◆ ASSIGNED TASK A:
In the article on PacBio's data storage, what does Jay Smestad call PacBio's largest single IT cost?
◆ ASSIGNED TASK B:
Pick up the article on PacBio's data storage after its final sentence and write what comes next.

◆ SOURCE DOCUMENT:
Organizing the tsunami of data that often comes with scientific research is a tall order for any IT or data science professional.
This challenge fell to Jay Smestad, senior director of information technology at PacBio, whose job was to rein in the spiraling sequencing data size and associated costs that come when making the data-intensive tools used to map genomic code.
Pacific Biosciences, or PacBio, based in Menlo Park, Calif., creates petabytes of potentially valuable data that doctors, researchers and other Ph.D.-bearing employees might need to access at a moment's notice.
The company, which develops genomic sequencing systems and associated testing accessories, keeps data used in developing sequencers and other product testing for years. It has a variety of on-premises systems, both legacy and more modern, that range from NetApp, Vast Data, Spectra Logic and others.
"At PacBio, storage is our largest single IT cost," Smestad said. "It's the one we wrangle and try to stay on top of."
Smestad and his team chose the Komprise Intelligent Data Management software to automate tiering of less used data, shifting data away from pricy flash arrays needed for immediate, high-intensity workloads to cheaper tape storage for general archiving and deeper cold storage.
The team also uses Komprise automation tools to weigh better storage practices that keep data in the cheapest possible locations without sacrificing accessibility.
Jay SmestadSenior director of information technology, Pacific Biosciences
"I think our media cost is about $0.08 per gig," he said. "It's super cheap. We just back up everything. We don't ever delete unless the users delete [data] on their own."
Sinking in a data ocean
Before the IT team opted for the Komprise software, it had managed a handful of different storage arrays, which shifted data around according to scripts and tools developed by administrators. This often made data management across brands, operating systems and locations an arduous process. Stability was not a guarantee.
"You basically had administrators writing scripts or moving data from one file server to another," Smestad said. "It's a manual process. ... If [IT admins] fat-fingered it, it's gone. It's really kind of scary stuff. People don't like to do that job, [and] I really wanted to see [our storage] more as a commodity."
Further complicating matters was a lack of unified namespaces for organizing user storage spaces and data silos -- a task that Smestad and his team handled manually before adding the automation tools.

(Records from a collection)
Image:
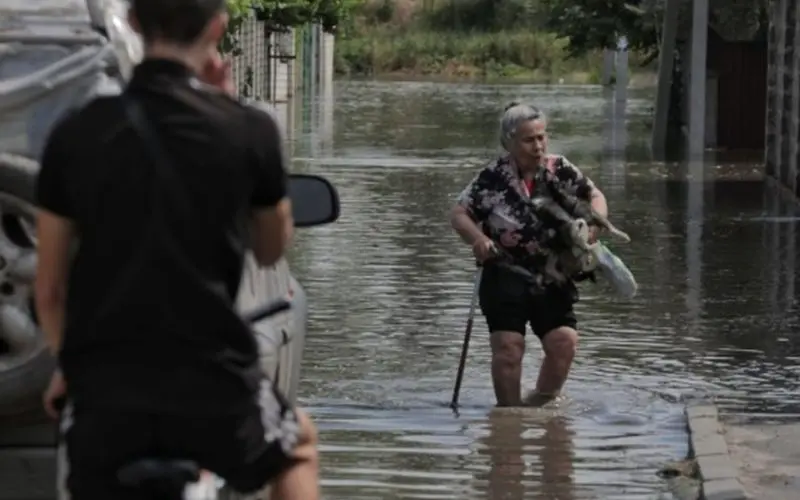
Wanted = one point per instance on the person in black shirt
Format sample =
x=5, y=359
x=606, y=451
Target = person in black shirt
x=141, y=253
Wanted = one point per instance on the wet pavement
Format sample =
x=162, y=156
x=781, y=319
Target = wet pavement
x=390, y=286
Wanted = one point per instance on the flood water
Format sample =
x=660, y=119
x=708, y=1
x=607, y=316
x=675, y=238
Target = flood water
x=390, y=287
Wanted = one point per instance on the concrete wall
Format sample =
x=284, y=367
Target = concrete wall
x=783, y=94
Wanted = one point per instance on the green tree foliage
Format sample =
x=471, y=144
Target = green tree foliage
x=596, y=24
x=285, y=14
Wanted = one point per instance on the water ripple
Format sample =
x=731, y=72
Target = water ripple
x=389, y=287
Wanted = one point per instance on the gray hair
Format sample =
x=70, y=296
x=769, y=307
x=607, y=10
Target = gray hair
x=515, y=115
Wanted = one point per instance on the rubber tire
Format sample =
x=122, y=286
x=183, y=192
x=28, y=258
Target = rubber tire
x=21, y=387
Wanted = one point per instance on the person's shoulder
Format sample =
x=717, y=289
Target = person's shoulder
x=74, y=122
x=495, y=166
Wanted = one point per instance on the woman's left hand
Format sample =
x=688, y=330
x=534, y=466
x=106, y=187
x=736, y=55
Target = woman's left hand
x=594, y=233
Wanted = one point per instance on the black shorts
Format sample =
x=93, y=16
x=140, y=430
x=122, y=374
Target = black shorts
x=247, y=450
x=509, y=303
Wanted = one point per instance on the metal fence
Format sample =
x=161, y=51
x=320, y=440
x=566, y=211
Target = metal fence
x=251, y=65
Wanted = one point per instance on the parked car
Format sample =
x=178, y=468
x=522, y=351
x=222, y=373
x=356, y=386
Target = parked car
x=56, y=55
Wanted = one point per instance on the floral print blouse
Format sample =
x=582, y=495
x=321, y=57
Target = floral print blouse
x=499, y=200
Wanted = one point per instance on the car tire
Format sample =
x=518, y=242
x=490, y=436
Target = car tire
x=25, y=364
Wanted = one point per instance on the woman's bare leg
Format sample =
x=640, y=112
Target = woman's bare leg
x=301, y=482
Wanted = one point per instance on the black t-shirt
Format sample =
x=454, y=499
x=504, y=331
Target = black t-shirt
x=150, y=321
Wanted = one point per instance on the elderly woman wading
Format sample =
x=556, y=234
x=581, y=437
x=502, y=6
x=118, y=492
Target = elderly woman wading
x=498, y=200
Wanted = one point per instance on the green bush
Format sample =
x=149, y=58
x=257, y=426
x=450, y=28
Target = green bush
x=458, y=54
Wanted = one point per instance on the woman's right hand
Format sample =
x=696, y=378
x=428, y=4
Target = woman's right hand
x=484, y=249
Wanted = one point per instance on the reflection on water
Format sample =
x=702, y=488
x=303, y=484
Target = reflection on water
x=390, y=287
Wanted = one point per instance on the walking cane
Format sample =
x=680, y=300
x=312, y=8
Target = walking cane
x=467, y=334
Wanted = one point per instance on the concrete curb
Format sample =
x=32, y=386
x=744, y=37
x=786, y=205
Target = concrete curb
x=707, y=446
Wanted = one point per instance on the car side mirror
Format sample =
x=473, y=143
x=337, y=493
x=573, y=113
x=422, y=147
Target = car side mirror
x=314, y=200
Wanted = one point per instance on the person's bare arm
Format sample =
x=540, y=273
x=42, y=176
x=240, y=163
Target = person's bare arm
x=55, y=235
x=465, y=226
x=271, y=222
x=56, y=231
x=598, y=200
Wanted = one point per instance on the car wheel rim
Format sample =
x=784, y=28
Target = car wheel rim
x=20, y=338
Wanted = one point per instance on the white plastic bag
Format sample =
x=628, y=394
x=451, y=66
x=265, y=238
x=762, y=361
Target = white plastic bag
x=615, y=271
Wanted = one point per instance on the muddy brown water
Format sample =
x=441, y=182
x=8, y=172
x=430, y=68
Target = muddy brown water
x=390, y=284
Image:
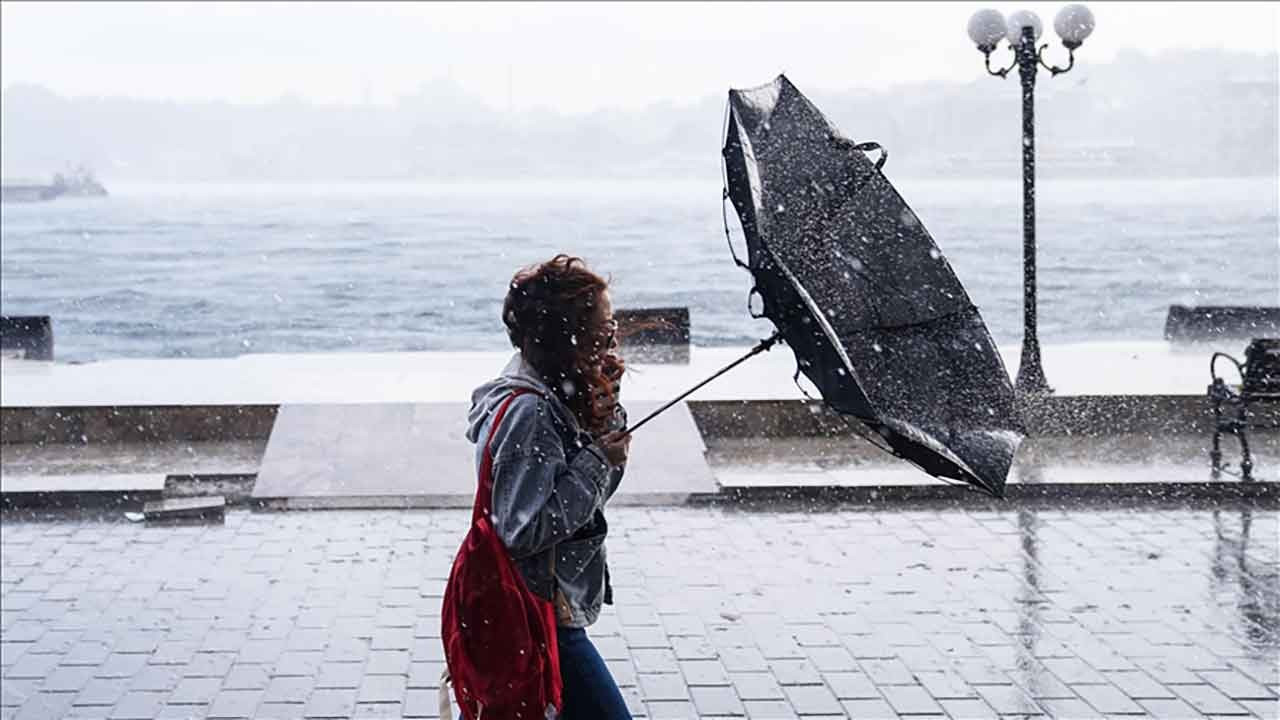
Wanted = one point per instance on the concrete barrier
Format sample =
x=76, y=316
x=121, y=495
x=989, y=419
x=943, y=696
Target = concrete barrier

◆ TASK RESPONSE A:
Storage

◆ TASK RESPONSE B:
The software helps ease when data shifts around the new christened namespaces, Smestad noted, but also helps attach budget figures and estimates for data usage. Those figures were helpful when his department advocated for additional technologies and upgrades.
"It was something I could present to senior management," he said. "Putting something in a framework where you can share it with C-level folks and they get it is a really good part of the tool as well."
Competition among data management software companies continues to grow as demand increases the need for multi-cloud, nonproprietary management tools. Direct competitors to Komprise include StrongBox Data Solutions, Data Dynamics and Aparavi, and platform-specific software from storage hardware vendors including Dell EMC's ClarityNow or the open source iRODS.
Mapping the future
PacBio uses Spectra Logic's BlackPearl storage system to help store older and infrequently used data, with a majority of it backed up to tape, Smestad said. Data that isn't accessed by staff shifts to lower and lower tiers every six months.
"We get about two restore requests a year," he said. "[Our employees] generate [data] and they run their analysis. If it's garbage, they never look at it again."
A Vast Data flash array handles PacBio's more pressing storage and data needs. The IT team maintains this system and purges older data to preserve performance and fast access speeds.
"We have to move off those primary tiers and take that data to those lower-cost tiers quickly," he said. "That's what we do with Komprise."
Smestad expects to consider future Komprise tools to further automate policy creation and data classification.
Tim McCarthy is a journalist living on the North Shore of Massachusetts. He covers cloud and data storage news.